● **TEXT SHOWN**
== Segment start ==

By Leonard E. Colvin
New Journal and Guide
A week after thousands of Trump supporters stormed the U.S. Capitol, ransacked it, and threatened the safety of officials and staff, law enforcement officials have offered no public answers to why and how it unfolded so violently and deadly.
Six people, including two Capitol police officers, died in the mayhem. One officer died after being beaten by the rioters with a fire extinguisher and another later committed suicide. Four rioters died; one shot inside the building by a law enforcement officer; the others from health maladies.
Among the men and women who invaded the Capitol building and have been identified were military veterans; one legislator from West Virginia; people working in various professional areas; and former and current police officers, according to the Washington Post.
Their aim, it has been speculated was to harm, capture or even kill top lawmakers, including the Vice President, the Speaker and other lawmakers.
House and Senate members from Virginia say they were alarmed and appalled at the violence unleashed in the Capitol buildings and are placing the blame on the lap of Trump.
On the day of the insurrection, Virginia’s 2nd District Congresswoman Elaine Luria of Virginia Beach said when the right-wing invasion started, she was sitting at her desk in the Cannon office complex across the street from the U.S. Capitol.
Congress was in joint session, beginning the certification of the 2020 election and preparing for hours of debate from Republicans who promised to challenge the electoral votes.
She said due to the threat of COVID-19 Infections, not all of the lawmakers could be in the House chamber at one time, so she had retreated to her office.
But then at 2 p.m., she began to hear about pipe bombs at the Democratic and Republican national headquarters.

== Segment end ==

● **WORK TO COMPLETE**
**1)** Condense the paragraph of the Capitol riot article beginning "Six people, including two Capitol police officers" into a short bulleted list of its main facts.
**2)** Reproduce the Capitol riot article's passage between "Their aim, it" and "the U.S. Capitol.", inclusive, swapping "appalled" for "horrified".
The entries after the article are not needed.

● **DATA TO EXAMINE**
== Segment start ==

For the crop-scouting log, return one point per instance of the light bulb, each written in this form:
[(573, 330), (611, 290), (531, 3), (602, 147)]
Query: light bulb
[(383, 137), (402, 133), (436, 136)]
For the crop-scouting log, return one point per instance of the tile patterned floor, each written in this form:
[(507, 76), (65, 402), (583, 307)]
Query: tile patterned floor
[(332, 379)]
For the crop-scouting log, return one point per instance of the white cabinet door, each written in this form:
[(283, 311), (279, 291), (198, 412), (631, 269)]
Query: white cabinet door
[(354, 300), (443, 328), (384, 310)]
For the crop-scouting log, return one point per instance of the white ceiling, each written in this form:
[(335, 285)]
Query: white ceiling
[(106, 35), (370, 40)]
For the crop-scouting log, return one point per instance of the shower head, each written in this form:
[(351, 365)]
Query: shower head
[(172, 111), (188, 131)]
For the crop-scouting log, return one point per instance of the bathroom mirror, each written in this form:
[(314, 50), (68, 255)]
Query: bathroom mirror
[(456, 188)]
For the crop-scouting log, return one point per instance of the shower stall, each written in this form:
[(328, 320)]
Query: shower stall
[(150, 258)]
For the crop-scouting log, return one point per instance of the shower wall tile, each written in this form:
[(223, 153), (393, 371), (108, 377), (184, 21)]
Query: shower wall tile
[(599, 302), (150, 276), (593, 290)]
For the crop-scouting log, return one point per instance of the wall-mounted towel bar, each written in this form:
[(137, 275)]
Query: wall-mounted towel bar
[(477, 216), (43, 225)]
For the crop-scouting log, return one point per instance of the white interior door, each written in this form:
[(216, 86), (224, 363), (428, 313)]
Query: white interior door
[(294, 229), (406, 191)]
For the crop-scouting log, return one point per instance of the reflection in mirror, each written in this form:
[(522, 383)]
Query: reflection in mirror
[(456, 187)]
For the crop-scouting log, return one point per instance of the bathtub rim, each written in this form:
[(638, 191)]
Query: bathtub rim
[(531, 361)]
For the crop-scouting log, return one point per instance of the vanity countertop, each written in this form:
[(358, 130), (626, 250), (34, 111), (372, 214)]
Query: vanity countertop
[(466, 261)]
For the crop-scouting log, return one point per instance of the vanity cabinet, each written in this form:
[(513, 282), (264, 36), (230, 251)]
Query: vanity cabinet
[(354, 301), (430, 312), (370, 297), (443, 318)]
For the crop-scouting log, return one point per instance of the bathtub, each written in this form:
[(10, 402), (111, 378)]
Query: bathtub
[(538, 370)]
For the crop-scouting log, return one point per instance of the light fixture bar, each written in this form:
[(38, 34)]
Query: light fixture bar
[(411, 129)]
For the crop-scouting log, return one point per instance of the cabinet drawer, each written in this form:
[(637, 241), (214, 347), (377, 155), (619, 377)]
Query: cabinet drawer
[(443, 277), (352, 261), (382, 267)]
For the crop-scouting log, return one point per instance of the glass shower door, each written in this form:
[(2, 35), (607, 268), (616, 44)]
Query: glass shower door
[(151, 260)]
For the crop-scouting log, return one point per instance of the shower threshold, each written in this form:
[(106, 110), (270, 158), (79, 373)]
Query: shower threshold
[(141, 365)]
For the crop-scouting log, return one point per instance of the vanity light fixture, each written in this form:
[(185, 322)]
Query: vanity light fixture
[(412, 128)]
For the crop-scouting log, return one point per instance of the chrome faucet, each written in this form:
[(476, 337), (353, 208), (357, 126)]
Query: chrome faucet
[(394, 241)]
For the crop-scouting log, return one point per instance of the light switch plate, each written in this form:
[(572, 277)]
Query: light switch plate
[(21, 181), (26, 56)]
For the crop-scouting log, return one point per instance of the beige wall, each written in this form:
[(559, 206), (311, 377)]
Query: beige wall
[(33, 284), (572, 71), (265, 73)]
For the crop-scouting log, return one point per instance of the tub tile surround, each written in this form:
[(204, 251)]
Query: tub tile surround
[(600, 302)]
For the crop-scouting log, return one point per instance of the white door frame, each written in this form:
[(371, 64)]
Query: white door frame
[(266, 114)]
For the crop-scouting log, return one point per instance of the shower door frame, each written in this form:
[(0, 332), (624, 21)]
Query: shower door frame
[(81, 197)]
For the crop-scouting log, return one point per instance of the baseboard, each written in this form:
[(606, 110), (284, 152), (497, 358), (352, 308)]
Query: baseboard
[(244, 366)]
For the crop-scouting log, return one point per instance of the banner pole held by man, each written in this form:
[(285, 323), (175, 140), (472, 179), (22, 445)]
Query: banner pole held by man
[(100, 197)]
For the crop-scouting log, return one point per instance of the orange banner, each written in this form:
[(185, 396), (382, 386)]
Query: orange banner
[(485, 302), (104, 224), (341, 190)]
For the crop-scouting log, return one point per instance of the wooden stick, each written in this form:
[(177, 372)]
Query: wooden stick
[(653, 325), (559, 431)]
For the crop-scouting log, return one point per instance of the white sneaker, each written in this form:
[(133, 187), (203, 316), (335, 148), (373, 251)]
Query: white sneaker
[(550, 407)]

== Segment end ==

● **RESULTS BY TASK**
**1)**
- Six people died in the mayhem, including two Capitol police officers.
- One officer died after rioters beat him with a fire extinguisher; the other later committed suicide.
- Four rioters died: one was shot inside the building by a law enforcement officer, and the others died from health maladies.

**2)**
Their aim, it has been speculated was to harm, capture or even kill top lawmakers, including the Vice President, the Speaker and other lawmakers.
House and Senate members from Virginia say they were alarmed and horrified at the violence unleashed in the Capitol buildings and are placing the blame on the lap of Trump.
On the day of the insurrection, Virginia’s 2nd District Congresswoman Elaine Luria of Virginia Beach said when the right-wing invasion started, she was sitting at her desk in the Cannon office complex across the street from the U.S. Capitol.